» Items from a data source

━━━━━━━━━━━━━━━━

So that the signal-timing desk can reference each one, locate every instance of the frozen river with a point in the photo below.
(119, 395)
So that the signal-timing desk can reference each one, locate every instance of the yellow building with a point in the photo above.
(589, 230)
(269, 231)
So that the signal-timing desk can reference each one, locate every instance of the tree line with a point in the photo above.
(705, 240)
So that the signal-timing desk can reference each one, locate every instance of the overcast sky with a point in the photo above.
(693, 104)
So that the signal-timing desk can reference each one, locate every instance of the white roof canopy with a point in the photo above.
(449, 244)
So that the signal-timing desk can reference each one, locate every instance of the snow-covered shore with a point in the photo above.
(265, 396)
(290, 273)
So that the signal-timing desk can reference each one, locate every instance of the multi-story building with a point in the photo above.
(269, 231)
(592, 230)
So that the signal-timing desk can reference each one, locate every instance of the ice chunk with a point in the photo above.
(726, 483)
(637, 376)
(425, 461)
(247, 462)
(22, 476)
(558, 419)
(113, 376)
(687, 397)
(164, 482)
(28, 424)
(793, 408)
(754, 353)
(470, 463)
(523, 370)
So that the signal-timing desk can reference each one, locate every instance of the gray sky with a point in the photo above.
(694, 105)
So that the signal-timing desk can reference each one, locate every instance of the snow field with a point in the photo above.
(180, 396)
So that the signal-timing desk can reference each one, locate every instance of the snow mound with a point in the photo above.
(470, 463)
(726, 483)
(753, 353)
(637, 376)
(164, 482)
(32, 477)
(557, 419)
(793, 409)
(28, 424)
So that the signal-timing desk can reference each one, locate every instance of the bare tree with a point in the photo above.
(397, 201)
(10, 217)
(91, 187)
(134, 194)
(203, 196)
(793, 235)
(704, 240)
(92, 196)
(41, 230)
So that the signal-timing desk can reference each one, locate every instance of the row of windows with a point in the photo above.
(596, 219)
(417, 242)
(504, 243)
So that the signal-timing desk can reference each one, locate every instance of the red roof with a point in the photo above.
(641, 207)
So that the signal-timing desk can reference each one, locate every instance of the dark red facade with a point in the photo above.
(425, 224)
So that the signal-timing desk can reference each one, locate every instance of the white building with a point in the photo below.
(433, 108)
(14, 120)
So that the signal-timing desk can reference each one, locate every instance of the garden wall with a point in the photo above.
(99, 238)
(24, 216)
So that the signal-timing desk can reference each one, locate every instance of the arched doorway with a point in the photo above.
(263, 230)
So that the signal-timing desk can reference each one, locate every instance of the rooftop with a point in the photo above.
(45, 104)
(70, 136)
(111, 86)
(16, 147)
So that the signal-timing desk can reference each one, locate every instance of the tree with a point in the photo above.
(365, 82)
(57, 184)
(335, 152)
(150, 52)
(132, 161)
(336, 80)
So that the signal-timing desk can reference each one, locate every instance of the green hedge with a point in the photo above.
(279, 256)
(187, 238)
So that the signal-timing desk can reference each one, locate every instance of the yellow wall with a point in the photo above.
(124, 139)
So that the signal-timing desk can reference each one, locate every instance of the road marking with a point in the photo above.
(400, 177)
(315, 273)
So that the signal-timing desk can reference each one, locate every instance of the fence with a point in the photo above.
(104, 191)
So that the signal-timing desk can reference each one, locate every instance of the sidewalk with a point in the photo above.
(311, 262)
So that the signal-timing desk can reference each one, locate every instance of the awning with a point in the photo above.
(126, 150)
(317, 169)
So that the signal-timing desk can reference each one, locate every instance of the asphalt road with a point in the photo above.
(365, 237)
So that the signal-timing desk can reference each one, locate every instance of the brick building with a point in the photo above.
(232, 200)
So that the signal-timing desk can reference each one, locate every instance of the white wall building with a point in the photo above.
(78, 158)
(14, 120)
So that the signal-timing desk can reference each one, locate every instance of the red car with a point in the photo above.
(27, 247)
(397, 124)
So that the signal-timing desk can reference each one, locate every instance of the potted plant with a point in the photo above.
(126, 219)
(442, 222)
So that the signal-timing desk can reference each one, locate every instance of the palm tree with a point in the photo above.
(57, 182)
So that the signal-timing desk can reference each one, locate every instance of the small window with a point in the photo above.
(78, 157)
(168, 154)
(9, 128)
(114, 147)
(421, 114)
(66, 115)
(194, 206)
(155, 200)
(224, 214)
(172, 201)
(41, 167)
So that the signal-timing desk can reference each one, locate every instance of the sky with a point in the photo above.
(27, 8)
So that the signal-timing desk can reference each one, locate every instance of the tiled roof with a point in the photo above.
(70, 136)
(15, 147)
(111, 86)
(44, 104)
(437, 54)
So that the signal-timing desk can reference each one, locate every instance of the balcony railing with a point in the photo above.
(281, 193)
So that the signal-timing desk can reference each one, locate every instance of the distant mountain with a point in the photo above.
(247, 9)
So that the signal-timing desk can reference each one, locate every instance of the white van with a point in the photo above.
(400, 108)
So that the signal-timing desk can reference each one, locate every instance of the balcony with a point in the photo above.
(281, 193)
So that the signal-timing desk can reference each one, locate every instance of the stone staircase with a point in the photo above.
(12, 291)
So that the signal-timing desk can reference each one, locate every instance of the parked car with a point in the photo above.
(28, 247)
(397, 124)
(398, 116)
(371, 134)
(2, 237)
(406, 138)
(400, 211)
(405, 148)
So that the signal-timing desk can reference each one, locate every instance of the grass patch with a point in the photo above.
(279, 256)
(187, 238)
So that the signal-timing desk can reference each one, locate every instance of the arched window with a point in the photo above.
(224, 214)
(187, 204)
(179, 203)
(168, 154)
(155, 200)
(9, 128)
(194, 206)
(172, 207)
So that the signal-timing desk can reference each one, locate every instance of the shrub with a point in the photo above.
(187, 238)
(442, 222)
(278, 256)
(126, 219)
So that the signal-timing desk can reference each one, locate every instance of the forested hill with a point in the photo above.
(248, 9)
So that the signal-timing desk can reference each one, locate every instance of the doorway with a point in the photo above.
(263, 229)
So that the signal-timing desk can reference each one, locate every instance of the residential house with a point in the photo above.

━━━━━━━━━━━━━━━━

» Task brief
Exactly as written, output all of the entries.

» Solution
So that the signal-timing desk can reference each one, locate every instance of the frozen river with a point in the photo below.
(119, 395)
So that the signal-timing desk can reference each one, locate every instance of the yellow building with a point in the photo above.
(589, 230)
(269, 231)
So that the signal-timing desk can reference each one, locate every instance of the tree line with a point in the photo above.
(705, 240)
So that the signal-timing desk can reference each one, locate every instance of the overcast sky with a point in the photo above.
(693, 104)
So that the signal-timing desk can reference each one, locate every instance of the white roof canopy with a point in the photo above.
(449, 244)
So that the signal-timing desk can reference each one, locate every instance of the snow-covered shore with a point in the photo above.
(265, 396)
(290, 273)
So that the signal-timing desk can reference each one, locate every instance of the multi-story building with a point in the photo above.
(269, 231)
(592, 230)
So that the signal-timing desk can reference each one, locate every instance of the ice chunk with a point in the photo above.
(726, 483)
(637, 376)
(425, 461)
(247, 462)
(22, 476)
(558, 419)
(113, 376)
(687, 397)
(164, 482)
(28, 424)
(793, 408)
(754, 353)
(470, 463)
(523, 370)
So that the signal-timing desk can reference each one, locate every instance of the gray sky with a point in the photo above.
(694, 105)
So that the signal-timing desk can reference each one, locate every instance of the snow field with a point in the photo above.
(180, 396)
So that the signal-timing desk can reference each one, locate every instance of the snow mound with a point in the photo above.
(470, 463)
(726, 483)
(753, 353)
(637, 376)
(164, 482)
(32, 477)
(557, 419)
(793, 409)
(28, 424)
So that the signal-timing desk can reference each one, locate every instance of the bare tree with a point in the photo above.
(397, 201)
(10, 217)
(91, 187)
(134, 194)
(203, 196)
(793, 235)
(704, 240)
(92, 196)
(41, 230)
So that the signal-timing desk can reference each one, locate every instance of the row of windows with a point in the photo above.
(596, 219)
(417, 242)
(504, 243)
So that the signal-timing desk can reference each one, locate every instance of the red roof with a point in the photo above.
(641, 207)
So that the signal-timing desk can reference each one, locate every instance of the dark red facade with a point in the photo above.
(425, 224)
So that the signal-timing desk can reference each one, locate every instance of the white building with a point in the photo below.
(433, 108)
(14, 120)
So that the signal-timing desk can reference each one, locate every instance of the garden wall with a point in the photo above.
(99, 238)
(24, 216)
So that the signal-timing desk can reference each one, locate every instance of the arched doorway with a point in the photo above.
(263, 230)
So that the signal-timing desk can reference each one, locate every instance of the rooftop with a point in the photo above.
(45, 104)
(70, 136)
(111, 86)
(16, 147)
So that the signal-timing desk can reference each one, locate every instance of the tree with a point in the photo above.
(365, 82)
(57, 184)
(335, 152)
(150, 52)
(132, 161)
(336, 80)
So that the signal-timing desk can reference each one, locate every instance of the green hedge with a point in the photo above.
(279, 256)
(187, 238)
So that the signal-timing desk can reference each one, locate every instance of the yellow wall with a point in the photo above.
(124, 139)
So that the signal-timing desk can reference each one, locate every instance of the road marking with a point in the photo above.
(400, 177)
(315, 273)
So that the signal-timing desk can reference each one, locate every instance of the fence with a point in the photo above.
(104, 191)
So that the signal-timing desk can reference each one, locate every instance of the sidewalk with a point in the photo above.
(311, 262)
So that the signal-timing desk can reference each one, locate every instance of the awning with a point in the photo above.
(126, 150)
(317, 169)
So that the signal-timing desk can reference each one, locate every instance of the asphalt road with a point in the photo above.
(365, 237)
So that the signal-timing desk can reference each one, locate every instance of the brick building with a point in the photo above.
(232, 200)
So that the signal-timing desk can reference each one, locate every instance of the white wall building with a point in the photo above.
(78, 158)
(14, 120)
So that the signal-timing desk can reference each one, locate every instance of the red car with a point in the photo above.
(27, 247)
(397, 124)
So that the signal-timing desk can reference each one, locate every instance of the potted plant with a point in the photo above.
(126, 219)
(442, 222)
So that the signal-timing desk can reference each one, locate every instance of the palm tree with a point in the photo above.
(57, 182)
So that the signal-timing desk can reference each one, locate every instance of the small window with a point in the photo above.
(78, 157)
(168, 154)
(9, 128)
(114, 147)
(421, 114)
(66, 115)
(194, 206)
(155, 200)
(224, 214)
(172, 201)
(41, 167)
So that the signal-timing desk can reference each one, locate every instance of the sky with a point in the photo above.
(27, 8)
So that the signal-timing desk can reference each one, locate every instance of the tiled roof with a point in the photo above.
(70, 136)
(15, 147)
(111, 86)
(44, 104)
(437, 54)
So that the signal-timing desk can reference each one, locate every instance of the balcony railing with a point in the photo above.
(281, 193)
So that the signal-timing desk can reference each one, locate every instance of the distant mountain with a point in the photo above.
(247, 9)
So that the signal-timing desk can reference each one, locate every instance of the white van with a point in the photo above.
(400, 108)
So that the signal-timing desk can reference each one, locate every instance of the balcony with a point in the photo above.
(281, 193)
So that the signal-timing desk can reference each one, locate every instance of the stone staircase with a point in the photo above.
(12, 291)
So that the signal-timing desk can reference each one, locate every instance of the parked car with a point in the photo above.
(28, 247)
(397, 124)
(398, 116)
(371, 134)
(2, 237)
(406, 138)
(400, 211)
(405, 148)
So that the signal-timing desk can reference each one, locate every instance of the grass patch with a point in the photo above.
(279, 256)
(187, 238)
So that the signal-timing desk can reference each one, locate every instance of the arched window with a point in the photo above.
(224, 214)
(187, 204)
(179, 203)
(168, 154)
(155, 200)
(9, 128)
(194, 206)
(172, 207)
So that the signal-timing desk can reference each one, locate every instance of the shrub with a point in the photo above.
(187, 238)
(442, 222)
(278, 256)
(126, 219)
So that the signal-timing desk can reference each one, locate every instance of the forested hill with a point in the photo above.
(248, 9)
So that the signal-timing desk can reference each one, locate every instance of the doorway with a point in the photo above.
(263, 229)
So that the signal-timing desk can reference each one, locate every instance of the residential house with a point in the photo above.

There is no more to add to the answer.